Listed records:

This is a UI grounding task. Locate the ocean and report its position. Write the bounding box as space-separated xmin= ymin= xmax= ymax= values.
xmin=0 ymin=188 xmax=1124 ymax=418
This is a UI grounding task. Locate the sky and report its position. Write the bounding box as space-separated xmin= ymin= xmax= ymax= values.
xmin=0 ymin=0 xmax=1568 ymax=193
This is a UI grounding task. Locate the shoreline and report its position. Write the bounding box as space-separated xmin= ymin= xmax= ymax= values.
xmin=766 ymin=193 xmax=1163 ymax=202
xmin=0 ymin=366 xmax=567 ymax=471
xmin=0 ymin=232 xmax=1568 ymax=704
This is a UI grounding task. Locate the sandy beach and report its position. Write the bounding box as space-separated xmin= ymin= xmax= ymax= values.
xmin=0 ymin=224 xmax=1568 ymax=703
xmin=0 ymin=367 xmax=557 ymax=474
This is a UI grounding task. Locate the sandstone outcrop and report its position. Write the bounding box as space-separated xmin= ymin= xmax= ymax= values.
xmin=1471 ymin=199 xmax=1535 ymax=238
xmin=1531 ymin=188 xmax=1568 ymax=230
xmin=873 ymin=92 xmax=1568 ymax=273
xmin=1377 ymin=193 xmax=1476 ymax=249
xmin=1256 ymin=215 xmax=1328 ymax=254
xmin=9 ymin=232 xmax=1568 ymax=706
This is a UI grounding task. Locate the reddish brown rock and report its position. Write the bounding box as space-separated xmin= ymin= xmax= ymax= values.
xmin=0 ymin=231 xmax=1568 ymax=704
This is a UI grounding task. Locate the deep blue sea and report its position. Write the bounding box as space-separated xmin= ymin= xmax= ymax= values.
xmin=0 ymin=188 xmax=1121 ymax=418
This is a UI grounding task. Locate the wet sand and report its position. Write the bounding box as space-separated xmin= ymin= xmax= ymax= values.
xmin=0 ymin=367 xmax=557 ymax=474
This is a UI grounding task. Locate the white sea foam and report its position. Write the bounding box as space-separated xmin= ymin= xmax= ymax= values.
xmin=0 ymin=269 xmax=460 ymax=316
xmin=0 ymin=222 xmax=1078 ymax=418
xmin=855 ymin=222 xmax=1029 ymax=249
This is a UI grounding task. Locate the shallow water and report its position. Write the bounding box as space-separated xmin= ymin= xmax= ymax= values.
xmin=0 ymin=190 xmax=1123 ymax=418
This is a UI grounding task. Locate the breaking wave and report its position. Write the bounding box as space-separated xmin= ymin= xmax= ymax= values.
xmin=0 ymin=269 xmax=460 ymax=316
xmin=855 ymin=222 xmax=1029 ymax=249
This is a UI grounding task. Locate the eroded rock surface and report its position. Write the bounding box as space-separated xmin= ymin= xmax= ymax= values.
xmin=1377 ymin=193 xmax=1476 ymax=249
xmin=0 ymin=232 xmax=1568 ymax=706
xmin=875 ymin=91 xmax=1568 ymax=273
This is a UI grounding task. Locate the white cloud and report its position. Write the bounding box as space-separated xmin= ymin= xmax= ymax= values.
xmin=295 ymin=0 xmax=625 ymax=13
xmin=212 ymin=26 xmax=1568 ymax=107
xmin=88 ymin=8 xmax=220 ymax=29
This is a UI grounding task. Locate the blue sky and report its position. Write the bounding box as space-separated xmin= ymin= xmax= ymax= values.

Requirements:
Reproduce all the material above, substituting "visual grounding" for every occurrence of "UI grounding" and leaving everything else as it is.

Solution for this exercise:
This is a visual grounding task. Locate the ocean and report its position. Write the bounding box as space-separated xmin= ymin= xmax= ymax= values.
xmin=0 ymin=188 xmax=1124 ymax=418
This is a visual grounding task. Locate the sky and report its position. Write the bounding box as space-separated xmin= ymin= xmax= ymax= values.
xmin=0 ymin=0 xmax=1568 ymax=193
This is a visual grounding task. Locate the shoreline and report its position. Write the bounding box as space-separated xmin= ymin= xmax= ymax= values.
xmin=766 ymin=193 xmax=1163 ymax=202
xmin=0 ymin=366 xmax=567 ymax=471
xmin=0 ymin=232 xmax=1568 ymax=704
This is a visual grounding task. Locate the sandy beach and report its position. Write the bounding box as space-separated xmin= ymin= xmax= ymax= values.
xmin=0 ymin=224 xmax=1568 ymax=703
xmin=0 ymin=367 xmax=557 ymax=474
This is a visual grounding task. Locate the sandstone outcrop and report its position. Write the bounding box as space-separated xmin= ymin= xmax= ymax= values.
xmin=1471 ymin=199 xmax=1535 ymax=238
xmin=1531 ymin=188 xmax=1568 ymax=230
xmin=873 ymin=92 xmax=1568 ymax=273
xmin=1377 ymin=193 xmax=1476 ymax=249
xmin=1256 ymin=215 xmax=1328 ymax=254
xmin=9 ymin=232 xmax=1568 ymax=706
This is a visual grounding task. Locate the reddish brown rock and report its position. Write the bounding box as space-separated xmin= ymin= xmax= ymax= values.
xmin=0 ymin=231 xmax=1568 ymax=704
This is a visual grounding task. Locate the deep blue sea and report its position. Write the bounding box as space-separated xmin= ymin= xmax= ymax= values.
xmin=0 ymin=188 xmax=1121 ymax=418
This is a visual grounding task. Locate the wet sand and report its position. Write the bounding box as space-separated xmin= ymin= xmax= ymax= values.
xmin=0 ymin=367 xmax=557 ymax=474
This is a visual grounding task. Locate the white sea foam and report its position. Write the bounding box as space-separated xmin= ymin= xmax= ymax= values.
xmin=0 ymin=269 xmax=460 ymax=316
xmin=0 ymin=222 xmax=1078 ymax=418
xmin=855 ymin=222 xmax=1029 ymax=249
This is a visual grounding task. Locate the shallow water and report its position. Write the bounding box as space-separated xmin= ymin= xmax= ymax= values.
xmin=0 ymin=190 xmax=1123 ymax=418
This is a visual grounding task. Locate the breaking wave and report its position. Write the bounding box as space-separated xmin= ymin= xmax= ymax= values.
xmin=0 ymin=269 xmax=460 ymax=316
xmin=855 ymin=222 xmax=1029 ymax=249
This is a visual grounding task. Locate the eroded rock surface and report its position. Write the bounding box as space-separated xmin= ymin= xmax= ymax= values.
xmin=1377 ymin=193 xmax=1476 ymax=249
xmin=0 ymin=232 xmax=1568 ymax=706
xmin=875 ymin=91 xmax=1568 ymax=273
This is a visual grounding task. Locate the white cloud and report its position. Write the bounding box as space-separated xmin= ymin= xmax= ymax= values.
xmin=295 ymin=0 xmax=625 ymax=13
xmin=212 ymin=26 xmax=1568 ymax=107
xmin=88 ymin=8 xmax=220 ymax=29
This is a visual grounding task. Locate the blue sky and report its position. Write the bounding box as space-separated xmin= ymin= xmax= ymax= values.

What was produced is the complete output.